> _Problem details_:
Retype the whole listing below, character for character.

> _Record set_:
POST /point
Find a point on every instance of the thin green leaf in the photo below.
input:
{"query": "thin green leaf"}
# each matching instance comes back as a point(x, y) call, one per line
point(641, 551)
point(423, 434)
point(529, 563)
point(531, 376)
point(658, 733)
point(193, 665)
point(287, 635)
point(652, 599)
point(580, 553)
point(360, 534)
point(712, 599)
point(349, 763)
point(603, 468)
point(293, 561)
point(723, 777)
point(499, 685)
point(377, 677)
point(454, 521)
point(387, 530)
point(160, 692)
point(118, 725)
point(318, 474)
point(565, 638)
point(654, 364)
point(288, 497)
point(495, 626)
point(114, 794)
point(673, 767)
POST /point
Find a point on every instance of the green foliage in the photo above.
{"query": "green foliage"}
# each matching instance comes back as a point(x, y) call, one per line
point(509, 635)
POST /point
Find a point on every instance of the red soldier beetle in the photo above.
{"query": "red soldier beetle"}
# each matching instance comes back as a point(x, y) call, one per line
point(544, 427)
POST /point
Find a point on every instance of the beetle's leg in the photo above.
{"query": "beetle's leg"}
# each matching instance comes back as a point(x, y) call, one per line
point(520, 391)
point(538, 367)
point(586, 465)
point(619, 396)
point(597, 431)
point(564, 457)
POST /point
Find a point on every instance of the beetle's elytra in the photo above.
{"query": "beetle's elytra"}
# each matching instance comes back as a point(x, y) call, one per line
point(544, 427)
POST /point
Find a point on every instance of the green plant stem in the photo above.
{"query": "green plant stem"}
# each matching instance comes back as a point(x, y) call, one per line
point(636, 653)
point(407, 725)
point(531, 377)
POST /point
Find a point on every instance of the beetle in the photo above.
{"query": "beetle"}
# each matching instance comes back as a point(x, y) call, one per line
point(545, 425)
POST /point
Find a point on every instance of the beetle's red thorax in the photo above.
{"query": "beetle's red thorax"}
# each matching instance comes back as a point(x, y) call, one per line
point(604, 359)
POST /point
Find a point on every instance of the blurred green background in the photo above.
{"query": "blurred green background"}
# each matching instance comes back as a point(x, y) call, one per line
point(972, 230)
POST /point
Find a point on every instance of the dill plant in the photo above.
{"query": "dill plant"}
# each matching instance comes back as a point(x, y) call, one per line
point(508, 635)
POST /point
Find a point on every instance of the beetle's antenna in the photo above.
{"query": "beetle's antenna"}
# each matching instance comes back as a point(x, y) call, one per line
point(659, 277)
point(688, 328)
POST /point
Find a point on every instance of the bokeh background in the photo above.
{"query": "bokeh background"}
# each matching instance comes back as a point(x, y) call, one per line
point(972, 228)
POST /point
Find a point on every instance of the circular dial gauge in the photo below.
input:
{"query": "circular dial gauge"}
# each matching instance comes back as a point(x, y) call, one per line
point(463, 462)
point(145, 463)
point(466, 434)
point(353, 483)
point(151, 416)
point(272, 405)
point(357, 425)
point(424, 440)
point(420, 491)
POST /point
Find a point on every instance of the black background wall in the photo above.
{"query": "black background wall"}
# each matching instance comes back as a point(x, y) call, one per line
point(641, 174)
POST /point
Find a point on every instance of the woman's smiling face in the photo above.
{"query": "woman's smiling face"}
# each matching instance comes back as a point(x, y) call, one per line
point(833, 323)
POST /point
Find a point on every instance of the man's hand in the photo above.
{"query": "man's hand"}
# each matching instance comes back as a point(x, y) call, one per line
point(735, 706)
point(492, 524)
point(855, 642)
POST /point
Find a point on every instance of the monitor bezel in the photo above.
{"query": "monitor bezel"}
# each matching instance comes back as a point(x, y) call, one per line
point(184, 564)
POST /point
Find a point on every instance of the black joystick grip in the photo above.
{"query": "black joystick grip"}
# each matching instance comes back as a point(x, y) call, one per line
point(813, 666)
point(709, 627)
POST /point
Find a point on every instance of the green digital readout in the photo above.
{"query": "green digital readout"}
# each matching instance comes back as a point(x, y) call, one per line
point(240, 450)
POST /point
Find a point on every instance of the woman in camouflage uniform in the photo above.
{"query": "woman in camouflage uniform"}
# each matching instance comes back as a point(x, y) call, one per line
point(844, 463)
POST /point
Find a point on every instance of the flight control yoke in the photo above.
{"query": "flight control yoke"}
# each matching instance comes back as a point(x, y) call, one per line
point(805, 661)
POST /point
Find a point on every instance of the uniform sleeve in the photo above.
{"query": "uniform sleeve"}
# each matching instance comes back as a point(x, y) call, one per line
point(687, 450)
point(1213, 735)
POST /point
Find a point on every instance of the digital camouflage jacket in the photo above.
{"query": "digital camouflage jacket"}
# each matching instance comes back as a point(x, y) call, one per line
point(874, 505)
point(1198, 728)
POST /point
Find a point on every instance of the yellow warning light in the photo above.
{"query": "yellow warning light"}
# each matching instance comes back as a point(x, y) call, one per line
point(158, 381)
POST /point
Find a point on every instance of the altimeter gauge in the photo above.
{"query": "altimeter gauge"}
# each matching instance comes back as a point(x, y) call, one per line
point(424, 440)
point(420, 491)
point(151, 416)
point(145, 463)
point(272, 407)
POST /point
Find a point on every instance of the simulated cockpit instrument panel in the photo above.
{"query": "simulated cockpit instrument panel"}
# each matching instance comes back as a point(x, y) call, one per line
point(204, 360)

> _Task output_:
POST /point
Find a point on every instance of the thin green leaf in the photo below.
input:
{"query": "thin green leaf"}
# each matching instance comes back as a point(x, y) call, one per line
point(641, 551)
point(423, 434)
point(529, 563)
point(531, 376)
point(658, 733)
point(193, 665)
point(287, 635)
point(652, 599)
point(580, 553)
point(360, 534)
point(712, 599)
point(349, 763)
point(603, 468)
point(293, 561)
point(723, 777)
point(499, 685)
point(377, 677)
point(454, 521)
point(387, 530)
point(160, 692)
point(118, 725)
point(318, 474)
point(565, 638)
point(654, 364)
point(288, 497)
point(495, 626)
point(114, 794)
point(673, 767)
POST /point
Find a point on every instance of the green foliage in the photo above.
{"query": "green foliage"}
# each matching instance comes back as a point(x, y) call, one per line
point(509, 635)
POST /point
Find a point on every instance of the red soldier beetle in the photo above.
{"query": "red soldier beetle"}
# each matching instance comes back as a point(x, y) call, one per line
point(544, 427)
POST /point
Find a point on every instance of the beetle's leg in the photo above.
{"query": "beetle's leg"}
# each matching instance comes back as a point(x, y) call, one per line
point(520, 391)
point(538, 367)
point(586, 465)
point(619, 396)
point(597, 431)
point(564, 457)
POST /point
Find a point on every instance of the beetle's elytra in the photo above.
{"query": "beetle's elytra"}
# each matching instance comes back as a point(x, y) call, one per line
point(544, 427)
POST /point
Find a point on every instance of the green plant stem in the photo above.
{"query": "green plant stem"}
# each matching instance comes back as a point(x, y) call, one per line
point(636, 653)
point(407, 725)
point(531, 377)
POST /point
Find a point on every instance of the beetle in the photo above.
{"query": "beetle"}
# each matching instance comes back as a point(x, y) call, one per line
point(545, 425)
POST /point
Find a point on every instance of the beetle's red thorax in the photo above.
{"query": "beetle's red thorax"}
# each matching instance comes back as a point(x, y) call, one per line
point(604, 359)
POST /point
Find a point on every instance of the blurred green background in the photo above.
{"query": "blurred green background"}
# each matching instance comes back as a point(x, y) call, one per line
point(972, 230)
POST /point
Find a point on every instance of the dill plant in the photo above.
{"query": "dill plant"}
# each matching instance comes back as a point(x, y) call, one per line
point(508, 635)
POST /point
Find a point on every instance of the beetle's antenna in the photo above.
{"query": "beetle's antenna"}
# each matching instance comes back as a point(x, y) call, one per line
point(659, 277)
point(688, 328)
POST /point
Find a point on every instance of the bokeh background in the photo above.
{"query": "bokeh background"}
# each matching instance comes back as a point(x, y) call, one per line
point(972, 228)
POST /point
Find a point on every instance of the circular dial gauge in the photo below.
input:
{"query": "circular dial gauge"}
# each matching instance comes back as a point(x, y) call, one per line
point(463, 462)
point(145, 463)
point(466, 434)
point(353, 483)
point(151, 416)
point(272, 405)
point(357, 425)
point(424, 440)
point(420, 491)
POST /point
Find a point on every instance of the black background wall in the photo above.
{"query": "black background wall"}
# each matching instance comes back as a point(x, y) call, one per line
point(641, 174)
POST /point
Find a point on every instance of the woman's smiling face in the photo above.
{"query": "woman's smiling face"}
# each matching instance comes back as a point(x, y) call, one per line
point(833, 323)
POST /point
Find a point on every instance of the man's hand in the photo above.
{"query": "man's hand"}
# each matching instance comes back as a point(x, y) call, one per line
point(735, 706)
point(492, 524)
point(855, 642)
POST /point
Find a point on every instance of the monitor bezel in the photo above.
{"query": "monitor bezel"}
# each matching instance comes back as a point(x, y) call, one per line
point(184, 564)
POST /point
Find a point on every instance of the black joystick grip in the photo above.
{"query": "black joystick grip"}
# each matching instance comes back as a point(x, y) call, one per line
point(813, 666)
point(709, 627)
POST /point
Find a point on every instance of the green digital readout in the photo above.
{"query": "green digital readout"}
# each matching instance comes back as a point(x, y) call, one per line
point(240, 450)
POST /point
Find a point on every instance of the woman in camouflage uniform in the photo above.
{"query": "woman in camouflage uniform"}
# each matching instance comes back as a point(x, y) call, one per line
point(844, 463)
POST /point
Find a point on every instance of the flight control yoke in the photo above.
{"query": "flight control yoke"}
# each matching instance comes back as a point(x, y) call, one per line
point(805, 661)
POST /point
Find a point on every instance of the uniform sleeve in the photo above.
{"query": "uniform sleeve"}
# each matching instance comes back as a point(x, y) call, one per line
point(687, 450)
point(1213, 735)
POST /point
Find a point on every instance of the digital camouflage jacket in the photo above.
{"query": "digital camouflage jacket"}
# each matching instance comes back as a point(x, y) call, one per line
point(874, 505)
point(1198, 728)
POST /point
Find a point on every instance of the yellow warning light in the photo above.
{"query": "yellow warning light"}
# each matching instance comes back as a point(x, y) call, one per line
point(158, 381)
POST /point
Find a point on every instance of the altimeter gauge in the photo above.
{"query": "altimeter gauge"}
# each matching instance comes back as a point(x, y) call, one per line
point(424, 440)
point(420, 491)
point(151, 416)
point(145, 463)
point(272, 407)
POST /point
Find a point on every instance of the simulated cockpit instrument panel in the photo above.
{"query": "simulated cockpit instrument panel"}
# each matching instance comes back as a point(x, y) call, one per line
point(204, 360)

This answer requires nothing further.